## EXERCISE BRIEF
Please arrange the listing below as a Markdown table with the columns No. and Line. Number each row, put one line of the listing in each row, and leave out the blank lines.

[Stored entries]
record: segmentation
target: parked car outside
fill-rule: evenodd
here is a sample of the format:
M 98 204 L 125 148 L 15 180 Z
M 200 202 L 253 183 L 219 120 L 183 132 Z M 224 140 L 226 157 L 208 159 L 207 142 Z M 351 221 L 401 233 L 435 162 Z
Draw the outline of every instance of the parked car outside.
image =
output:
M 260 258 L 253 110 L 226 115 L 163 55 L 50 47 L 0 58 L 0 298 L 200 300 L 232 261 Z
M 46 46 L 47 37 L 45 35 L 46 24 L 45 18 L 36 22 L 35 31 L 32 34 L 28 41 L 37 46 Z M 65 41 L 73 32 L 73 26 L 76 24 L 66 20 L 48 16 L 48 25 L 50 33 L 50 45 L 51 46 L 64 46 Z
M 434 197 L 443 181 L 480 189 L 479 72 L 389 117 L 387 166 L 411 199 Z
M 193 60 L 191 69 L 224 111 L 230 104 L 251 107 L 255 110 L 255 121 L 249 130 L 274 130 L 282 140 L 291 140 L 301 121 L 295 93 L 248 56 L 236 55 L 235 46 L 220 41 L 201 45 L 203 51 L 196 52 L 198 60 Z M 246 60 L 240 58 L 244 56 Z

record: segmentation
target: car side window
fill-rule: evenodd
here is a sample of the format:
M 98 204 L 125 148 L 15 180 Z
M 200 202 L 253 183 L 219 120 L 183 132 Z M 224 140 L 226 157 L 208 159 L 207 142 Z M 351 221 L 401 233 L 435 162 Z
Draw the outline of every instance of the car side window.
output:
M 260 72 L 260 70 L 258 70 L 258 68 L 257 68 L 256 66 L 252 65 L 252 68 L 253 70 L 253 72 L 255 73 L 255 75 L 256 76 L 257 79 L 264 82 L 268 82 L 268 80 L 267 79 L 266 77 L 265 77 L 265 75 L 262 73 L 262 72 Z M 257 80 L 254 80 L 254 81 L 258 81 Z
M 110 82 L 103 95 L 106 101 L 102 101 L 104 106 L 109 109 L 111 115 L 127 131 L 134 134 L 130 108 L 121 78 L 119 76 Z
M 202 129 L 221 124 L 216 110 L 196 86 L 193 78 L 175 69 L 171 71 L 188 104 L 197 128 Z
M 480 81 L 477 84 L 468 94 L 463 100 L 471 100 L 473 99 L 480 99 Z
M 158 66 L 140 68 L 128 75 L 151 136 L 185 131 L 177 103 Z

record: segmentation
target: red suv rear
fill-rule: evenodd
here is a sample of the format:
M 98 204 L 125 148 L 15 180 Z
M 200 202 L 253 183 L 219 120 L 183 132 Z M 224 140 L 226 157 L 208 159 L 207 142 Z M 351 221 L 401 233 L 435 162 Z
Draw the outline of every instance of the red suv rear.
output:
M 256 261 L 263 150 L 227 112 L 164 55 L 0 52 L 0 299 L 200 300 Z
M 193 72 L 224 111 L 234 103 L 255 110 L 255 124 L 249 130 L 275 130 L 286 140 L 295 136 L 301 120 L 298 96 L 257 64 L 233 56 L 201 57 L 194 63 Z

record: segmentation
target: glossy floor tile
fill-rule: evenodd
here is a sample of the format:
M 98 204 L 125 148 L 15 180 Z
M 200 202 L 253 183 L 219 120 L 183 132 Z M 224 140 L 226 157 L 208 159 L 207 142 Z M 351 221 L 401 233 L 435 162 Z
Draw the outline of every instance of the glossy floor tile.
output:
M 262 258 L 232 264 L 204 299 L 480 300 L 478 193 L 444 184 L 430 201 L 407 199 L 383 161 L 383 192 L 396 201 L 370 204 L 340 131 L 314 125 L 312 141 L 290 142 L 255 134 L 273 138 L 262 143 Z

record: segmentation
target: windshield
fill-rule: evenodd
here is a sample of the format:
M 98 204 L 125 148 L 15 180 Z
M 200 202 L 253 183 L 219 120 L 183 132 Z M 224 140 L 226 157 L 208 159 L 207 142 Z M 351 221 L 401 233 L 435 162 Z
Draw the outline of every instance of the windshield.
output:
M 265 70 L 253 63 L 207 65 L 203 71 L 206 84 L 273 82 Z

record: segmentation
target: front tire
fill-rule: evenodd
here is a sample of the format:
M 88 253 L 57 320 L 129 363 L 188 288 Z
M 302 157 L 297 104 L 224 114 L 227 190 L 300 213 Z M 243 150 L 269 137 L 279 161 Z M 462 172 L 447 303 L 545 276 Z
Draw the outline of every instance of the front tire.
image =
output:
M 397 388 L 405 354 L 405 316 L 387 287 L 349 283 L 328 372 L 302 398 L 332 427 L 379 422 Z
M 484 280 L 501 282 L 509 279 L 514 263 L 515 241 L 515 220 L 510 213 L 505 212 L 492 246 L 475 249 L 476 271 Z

## REPLY TO THE TASK
| No. | Line |
|---|---|
| 1 | record: segmentation |
| 2 | target: parked car outside |
| 3 | fill-rule: evenodd |
| 4 | here is a sample of the format: |
| 5 | M 98 204 L 125 148 L 15 180 Z |
| 6 | M 200 202 L 253 183 L 219 120 L 183 132 Z M 224 140 L 226 157 L 208 159 L 207 142 Z M 351 221 L 401 233 L 435 162 Z |
| 7 | Draw the outline of every instance of the parked car outside. |
| 8 | image = |
| 9 | output: |
| 10 | M 260 258 L 253 110 L 226 115 L 163 55 L 50 47 L 0 58 L 0 298 L 200 300 L 232 261 Z |
| 11 | M 46 46 L 47 37 L 45 35 L 46 24 L 45 18 L 36 22 L 35 31 L 32 34 L 28 41 L 37 46 Z M 65 41 L 73 32 L 73 26 L 76 24 L 66 20 L 48 16 L 48 25 L 50 33 L 50 45 L 51 46 L 64 46 Z |
| 12 | M 434 197 L 443 181 L 480 189 L 479 72 L 389 117 L 387 166 L 411 199 Z |
| 13 | M 193 60 L 191 69 L 224 111 L 230 104 L 251 107 L 255 110 L 255 121 L 249 130 L 274 130 L 282 140 L 291 140 L 301 121 L 295 93 L 248 56 L 236 55 L 235 46 L 220 41 L 201 45 L 203 51 L 196 52 L 198 60 Z M 246 60 L 240 58 L 244 56 Z |
| 14 | record: segmentation |
| 15 | target: car side window |
| 16 | fill-rule: evenodd |
| 17 | here is a sample of the format: |
| 18 | M 98 204 L 125 148 L 15 180 Z |
| 19 | M 200 202 L 253 183 L 219 120 L 183 132 Z M 224 140 L 226 157 L 208 159 L 207 142 Z M 351 221 L 401 233 L 435 162 Z |
| 20 | Draw the outline of every instance of the car side window. |
| 21 | output: |
| 22 | M 260 72 L 260 70 L 258 70 L 258 68 L 257 68 L 256 66 L 252 65 L 252 68 L 253 70 L 253 72 L 255 73 L 255 75 L 256 76 L 257 79 L 264 82 L 268 82 L 268 80 L 267 79 L 266 77 L 265 77 L 265 75 L 262 73 L 262 72 Z M 257 80 L 254 80 L 254 81 L 258 81 Z |
| 23 | M 110 82 L 103 95 L 106 101 L 102 101 L 104 106 L 109 109 L 111 115 L 127 131 L 134 134 L 130 108 L 121 78 L 119 76 Z |
| 24 | M 202 129 L 221 124 L 216 110 L 196 86 L 193 78 L 175 69 L 171 71 L 188 104 L 197 128 Z |
| 25 | M 480 81 L 477 84 L 468 94 L 463 100 L 471 100 L 473 99 L 480 99 Z |
| 26 | M 158 66 L 140 68 L 128 75 L 151 136 L 185 131 L 177 103 Z |
| 27 | record: segmentation |
| 28 | target: red suv rear |
| 29 | fill-rule: evenodd |
| 30 | here is a sample of the format: |
| 31 | M 98 204 L 125 148 L 15 180 Z |
| 32 | M 200 202 L 253 183 L 219 120 L 183 132 Z M 224 140 L 226 157 L 208 159 L 207 142 Z M 351 221 L 401 233 L 435 162 Z |
| 33 | Draw the outline of every instance of the red suv rear. |
| 34 | output: |
| 35 | M 256 261 L 263 150 L 227 112 L 164 55 L 0 52 L 0 299 L 200 300 Z |
| 36 | M 193 72 L 224 111 L 234 103 L 255 110 L 255 124 L 249 130 L 275 130 L 286 140 L 295 136 L 301 120 L 298 96 L 257 64 L 233 56 L 201 57 L 194 63 Z |
| 37 | record: segmentation |
| 38 | target: glossy floor tile |
| 39 | fill-rule: evenodd |
| 40 | here is a sample of the format: |
| 41 | M 98 204 L 125 148 L 15 180 Z |
| 42 | M 200 202 L 253 183 L 219 120 L 183 132 Z M 224 140 L 226 157 L 208 159 L 207 142 Z M 351 221 L 401 233 L 435 162 Z |
| 43 | Draw the outline of every instance of the glossy floor tile. |
| 44 | output: |
| 45 | M 262 258 L 232 264 L 204 299 L 480 300 L 478 193 L 444 184 L 430 201 L 407 199 L 383 161 L 383 192 L 396 201 L 370 204 L 340 131 L 314 125 L 312 141 L 290 142 L 255 134 L 273 138 L 262 143 Z |
| 46 | record: segmentation |
| 47 | target: windshield |
| 48 | fill-rule: evenodd |
| 49 | here is a sample of the format: |
| 50 | M 98 204 L 125 148 L 15 180 Z |
| 51 | M 200 202 L 253 183 L 219 120 L 183 132 Z M 224 140 L 226 157 L 208 159 L 207 142 Z M 351 221 L 401 233 L 435 162 Z |
| 52 | Draw the outline of every instance of the windshield. |
| 53 | output: |
| 54 | M 265 70 L 253 63 L 207 65 L 203 71 L 206 84 L 273 82 Z |
| 55 | record: segmentation |
| 56 | target: front tire |
| 57 | fill-rule: evenodd |
| 58 | here is a sample of the format: |
| 59 | M 88 253 L 57 320 L 129 363 L 188 288 Z |
| 60 | M 302 157 L 297 104 L 224 114 L 227 190 L 300 213 Z M 243 150 L 269 137 L 279 161 Z M 462 172 L 447 303 L 545 276 Z |
| 61 | Draw the outline of every instance of the front tire. |
| 62 | image = |
| 63 | output: |
| 64 | M 397 388 L 405 354 L 405 316 L 387 287 L 349 283 L 328 372 L 302 398 L 332 427 L 379 422 Z |
| 65 | M 484 280 L 501 282 L 509 279 L 514 263 L 515 241 L 515 220 L 510 213 L 505 212 L 492 246 L 475 249 L 476 271 Z |